_What the exercise asks_
Rewrite every item below, substituting "place a marker" for "drop a point" and leaving everything else as it is. Leave the pictures out of your version.

_Record list_
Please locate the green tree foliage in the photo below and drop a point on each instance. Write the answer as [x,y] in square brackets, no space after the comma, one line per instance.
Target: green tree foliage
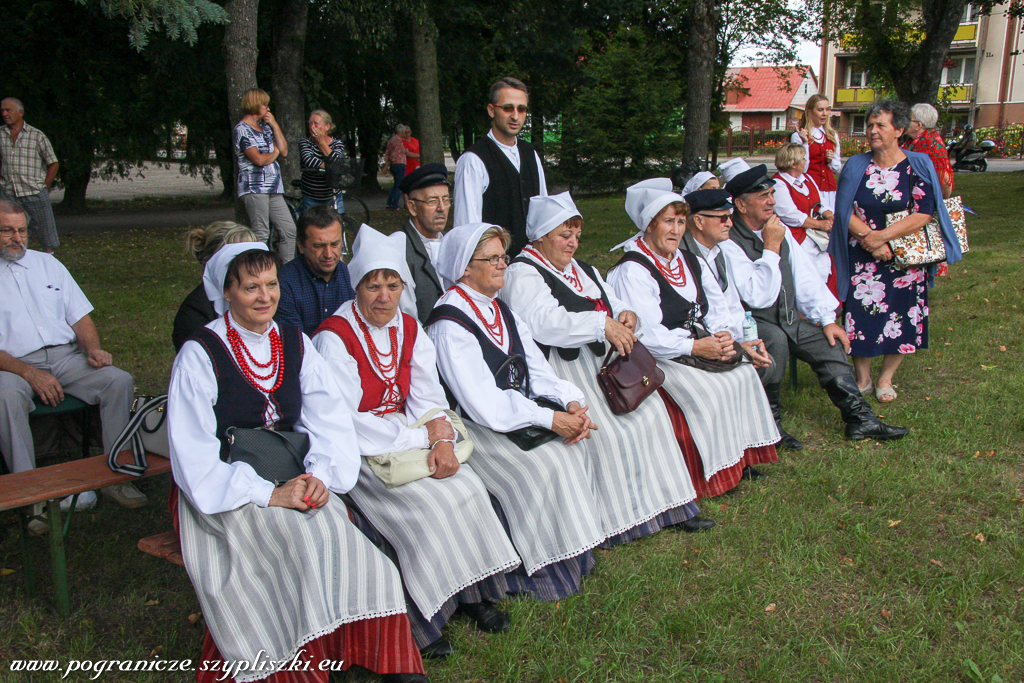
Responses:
[623,124]
[180,19]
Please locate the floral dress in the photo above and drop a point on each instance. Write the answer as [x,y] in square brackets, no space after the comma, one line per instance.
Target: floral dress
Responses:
[886,309]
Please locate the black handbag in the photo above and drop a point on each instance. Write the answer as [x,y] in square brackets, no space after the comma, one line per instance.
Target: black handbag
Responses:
[276,457]
[529,437]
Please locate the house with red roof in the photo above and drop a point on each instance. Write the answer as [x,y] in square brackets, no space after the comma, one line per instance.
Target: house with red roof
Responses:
[768,97]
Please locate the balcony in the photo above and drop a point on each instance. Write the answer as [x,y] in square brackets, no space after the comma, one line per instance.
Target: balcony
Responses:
[846,97]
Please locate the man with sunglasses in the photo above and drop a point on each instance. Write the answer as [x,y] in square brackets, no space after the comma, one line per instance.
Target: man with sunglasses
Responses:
[428,202]
[795,310]
[496,177]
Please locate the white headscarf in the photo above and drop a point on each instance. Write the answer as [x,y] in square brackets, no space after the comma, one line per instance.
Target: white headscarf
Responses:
[457,248]
[373,250]
[216,270]
[730,169]
[547,213]
[694,183]
[645,200]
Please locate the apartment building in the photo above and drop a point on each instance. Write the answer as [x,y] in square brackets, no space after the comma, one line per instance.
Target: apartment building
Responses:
[982,80]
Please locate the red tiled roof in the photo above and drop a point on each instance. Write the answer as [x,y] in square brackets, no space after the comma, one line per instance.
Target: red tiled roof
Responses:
[763,88]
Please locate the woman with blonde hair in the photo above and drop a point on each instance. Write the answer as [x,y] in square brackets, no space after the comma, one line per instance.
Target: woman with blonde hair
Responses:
[258,141]
[821,143]
[203,242]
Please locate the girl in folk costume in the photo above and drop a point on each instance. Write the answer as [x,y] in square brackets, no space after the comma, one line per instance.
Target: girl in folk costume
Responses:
[573,316]
[663,285]
[441,529]
[280,571]
[821,142]
[798,204]
[489,361]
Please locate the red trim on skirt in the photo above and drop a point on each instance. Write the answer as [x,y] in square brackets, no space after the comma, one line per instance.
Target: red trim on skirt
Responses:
[723,480]
[382,644]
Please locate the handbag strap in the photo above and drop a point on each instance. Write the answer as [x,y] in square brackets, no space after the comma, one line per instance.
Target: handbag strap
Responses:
[130,434]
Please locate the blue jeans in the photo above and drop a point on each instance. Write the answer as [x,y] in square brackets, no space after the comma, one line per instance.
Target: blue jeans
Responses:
[397,172]
[339,204]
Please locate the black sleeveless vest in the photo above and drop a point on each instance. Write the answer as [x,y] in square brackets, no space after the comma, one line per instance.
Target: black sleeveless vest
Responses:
[506,201]
[676,310]
[571,301]
[240,403]
[515,376]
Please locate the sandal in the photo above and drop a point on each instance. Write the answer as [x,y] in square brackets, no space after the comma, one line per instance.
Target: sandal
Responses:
[885,394]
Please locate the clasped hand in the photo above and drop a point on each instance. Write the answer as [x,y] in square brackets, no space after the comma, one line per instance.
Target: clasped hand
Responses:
[573,424]
[302,493]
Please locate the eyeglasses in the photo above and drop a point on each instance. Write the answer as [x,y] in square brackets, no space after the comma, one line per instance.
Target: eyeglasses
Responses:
[721,217]
[434,201]
[493,260]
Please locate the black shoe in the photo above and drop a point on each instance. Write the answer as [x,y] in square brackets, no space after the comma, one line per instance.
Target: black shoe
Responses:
[438,649]
[751,473]
[858,416]
[774,393]
[694,524]
[487,617]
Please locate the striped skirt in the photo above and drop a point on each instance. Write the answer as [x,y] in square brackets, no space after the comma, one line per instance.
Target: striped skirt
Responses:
[444,532]
[639,470]
[271,581]
[547,495]
[726,413]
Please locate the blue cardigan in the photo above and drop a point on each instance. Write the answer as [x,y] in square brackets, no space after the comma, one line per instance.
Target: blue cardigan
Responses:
[849,180]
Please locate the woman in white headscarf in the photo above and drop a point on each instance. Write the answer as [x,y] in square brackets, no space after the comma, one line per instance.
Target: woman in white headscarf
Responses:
[441,529]
[489,361]
[280,570]
[573,317]
[722,419]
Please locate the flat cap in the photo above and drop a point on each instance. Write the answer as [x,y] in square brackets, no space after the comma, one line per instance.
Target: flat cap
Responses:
[753,180]
[425,176]
[709,200]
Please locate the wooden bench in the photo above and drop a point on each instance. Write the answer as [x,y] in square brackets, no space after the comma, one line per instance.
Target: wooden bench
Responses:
[50,484]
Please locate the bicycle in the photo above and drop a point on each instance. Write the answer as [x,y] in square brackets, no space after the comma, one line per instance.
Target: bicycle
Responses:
[350,220]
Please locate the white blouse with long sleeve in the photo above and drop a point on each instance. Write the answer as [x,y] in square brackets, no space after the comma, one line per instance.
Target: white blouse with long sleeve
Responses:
[759,282]
[528,295]
[461,361]
[388,433]
[634,285]
[214,485]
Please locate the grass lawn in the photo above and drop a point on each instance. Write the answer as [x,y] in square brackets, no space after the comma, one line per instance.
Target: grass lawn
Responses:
[849,562]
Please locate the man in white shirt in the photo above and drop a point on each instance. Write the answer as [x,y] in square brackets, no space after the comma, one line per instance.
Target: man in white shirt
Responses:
[48,347]
[795,310]
[428,201]
[496,177]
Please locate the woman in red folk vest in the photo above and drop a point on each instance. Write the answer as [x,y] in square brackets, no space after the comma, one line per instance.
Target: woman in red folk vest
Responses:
[821,143]
[799,205]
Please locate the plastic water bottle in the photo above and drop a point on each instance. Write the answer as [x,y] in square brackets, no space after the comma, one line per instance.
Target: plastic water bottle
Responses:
[750,328]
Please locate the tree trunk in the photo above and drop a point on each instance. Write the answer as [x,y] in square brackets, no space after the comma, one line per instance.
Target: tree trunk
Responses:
[289,48]
[428,107]
[240,66]
[700,78]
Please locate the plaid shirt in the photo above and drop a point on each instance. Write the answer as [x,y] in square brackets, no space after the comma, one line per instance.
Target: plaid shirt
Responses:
[24,162]
[306,299]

_Output_
Please locate the green tree foliage in the photo below and place a marker on each instance. Write the answer as [x,y] in square brackets, no space after the comma, one line per instance.
Target: green tree foliage
Responses:
[623,124]
[180,19]
Please locate the floral dress in the photo above and place a marker on each instance. Write the answer as [x,y] in square brackets, no space after the comma, one line per instance.
Target: floral dress
Responses:
[886,309]
Please locate the black handbag in the photo above and place a marker on each instance. Write the answer as [x,y] in square brackets, no space after the comma, one line per instance.
Target: black handbag
Responses:
[276,457]
[529,437]
Please locate the house with red roof in the photo above and place a marker on each instance. Write the answer as [x,y] in square brackets, no space after the comma, one line per instance.
Target: house with red roof
Responses:
[768,97]
Please locate the balcony in the photo above and place a marker on each instance. Write the answer as [x,y] in square brackets, no space after the comma, one line per instance.
Target: balcony
Responses:
[846,97]
Please locate the man with sunglasses in the photo above and place a marker on each instance. Write the answer as [x,y] in square brackets, no space after the comma, one line per instance.
Target: man with sunglasses
Responses:
[428,202]
[795,310]
[496,177]
Please locate the white headscarf in the photo above and place a marker on each instance. Write the answer as [x,y] in square brackets, no space after the comma, one line per instance.
Target: white headscarf
Responses:
[457,248]
[373,250]
[216,270]
[730,169]
[547,213]
[694,183]
[645,200]
Please locate the apartment building in the photo above and place a marker on each instance. Write the answer as [x,y] in square brackets, no space after the comma, one line per instance.
Target: apartment building
Responses:
[982,80]
Please locate the red tiled roof in the photo above and place a marker on each instance. Write the answer as [x,y] in square brackets, no space after the comma, one line per instance.
Target: red tiled roof
Responses:
[763,88]
Please locate the woman with blonde hair in the photo above and place a marker on each instance. Write the answer as [x,y] in square brackets, no space after the comma, one line per instance.
Target: woman with blonde hair
Responses:
[258,141]
[821,143]
[203,242]
Please locate the girl in folk costume in the photo above and place a marker on each instance. Write the answer as [x,y] in square brackets, no space after the comma, one line per instance.
Target: girl in folk costume
Responses:
[573,316]
[663,285]
[441,529]
[280,571]
[821,142]
[798,204]
[489,361]
Please locate the red trim on skirt in the photo above and place a marker on each instance. Write the answer as [x,y] in square brackets, no space after the comma, one line per instance.
Target: red trim on skirt
Responses:
[723,480]
[382,644]
Please locate the handbag strap in the photo above and place a marker on each instance. Write the answer as [x,y] in square brackets, no space after the comma, one line per instance.
Target: handbag strap
Responses:
[130,434]
Please locate the blue jeans in the photo above and place a marker on each instance. Write the answer as [x,y] in square brackets, no space after the comma, one line per instance.
Target: blue jeans
Responses:
[397,172]
[339,204]
Please locate the black sleeveless vest in the photo above and place a marker on each instance. Write the answer as [x,y] in square brackets, no space after the comma, one line per instance.
Target: black sleeveless vest
Responses:
[506,201]
[676,310]
[571,301]
[240,403]
[515,376]
Please locate the sandal in the photo above and place a marker on each instance. Write the answer as [x,y] in square brackets, no space after the comma, one line per instance.
Target: sandal
Responses:
[885,394]
Please locate the clasped hand in the photo above and place a marker on each instance. Write the answer as [x,y] in square brackets, no space after the comma, one line per instance.
Target: clasped hand
Responses:
[573,424]
[302,493]
Please locate the eyeglasses in the photo above and place a marker on each instance. Write the answer as [x,y] in square brackets, no space after the comma, one line per instance.
Target: eyeglasses
Responses:
[721,217]
[434,201]
[493,260]
Please locate the black shoe in the photo above and place a marker on each instance. Write the answer as [x,y] in square brackets, no space after the comma, one line per instance.
Target: black shoe
Responses:
[438,649]
[751,473]
[858,416]
[774,393]
[694,524]
[487,617]
Please locate the striped skirt in the photo above and place a marker on each instance. Write the answer as [x,y] in square brackets, no space after the comma, one line per instance.
Target: striped skirt
Responses:
[444,532]
[639,470]
[271,581]
[547,495]
[726,413]
Please locate the blue cardigan in the photo above and place a marker on each instance. Write the answer as [x,y] in square brackets, no space after the comma, one line per instance.
Target: blue cardigan
Responses:
[849,180]
Please locate the woman in white headscarf in the photo above and place a marker on each instance. Write the answer as [x,y] in square brackets, no space after the comma, one line per instance.
Target: woman in white headscarf
Responses:
[441,529]
[489,361]
[280,570]
[573,317]
[722,419]
Please locate the flat cap in the photo above and place a marker on each instance. Write the answer as [x,y] in square brackets, no space after the comma, one line per instance.
Target: flat cap
Responses:
[753,180]
[425,176]
[709,200]
Please locate the wooden bench in the photo above and place a marker on each instance. Write the answer as [x,y] in square brackets, no space after the comma, one line per instance.
Target: wooden bench
Responses:
[50,484]
Please locate the bicycle in the photo above and place a marker on each instance. Write the answer as [x,y] in square brackets, no space after the comma, one line per instance.
Target: bicycle
Responses:
[350,220]
Please locate the white blouse with long sleeve in the photo above and place a marker on each instance. Write the answer as [x,y] in square brackets, no space after the comma, one line per instance.
Target: white blouse with long sleeve
Responses:
[759,282]
[528,295]
[461,361]
[388,433]
[634,285]
[214,485]
Please locate the grass lawn in the photo above and place a marker on each instance. Write the answer as [x,y] in square brackets, no space after the comma, one line per instance.
Target: grass lawn
Responses:
[849,562]
Please locate the man in white shirt in the photo above and place a marker on each instance. Write the answer as [x,y] in square brackets, no space after the comma, one line per instance.
Target: man in white shirt
Responses:
[48,347]
[795,310]
[428,201]
[496,177]
Please locate the woman in red folk vest in the photo above and place a marker on each instance. Write the answer as [x,y] in square brackets, no space after the comma, one line per instance.
Target: woman in red folk vest
Responses:
[821,143]
[799,205]
Please locate the plastic water bottle in the photo above and place a marker on each instance. Write the answer as [x,y] in square brackets, no space after the comma, one line per instance.
Target: plastic water bottle
Responses:
[750,328]
Please locate the tree trunk in the photo above and place a marker on each instance. Write the answer as [x,y] in square brackets, no space after the comma, one line per instance.
Target: tree trunk
Responses:
[289,48]
[428,107]
[240,66]
[700,78]
Please locate the plaid shirt in the photo above and place a marker on each instance. Write the answer as [x,y] in square brackets, no space after the comma, one line per instance.
Target: plaid shirt
Responses:
[24,162]
[306,299]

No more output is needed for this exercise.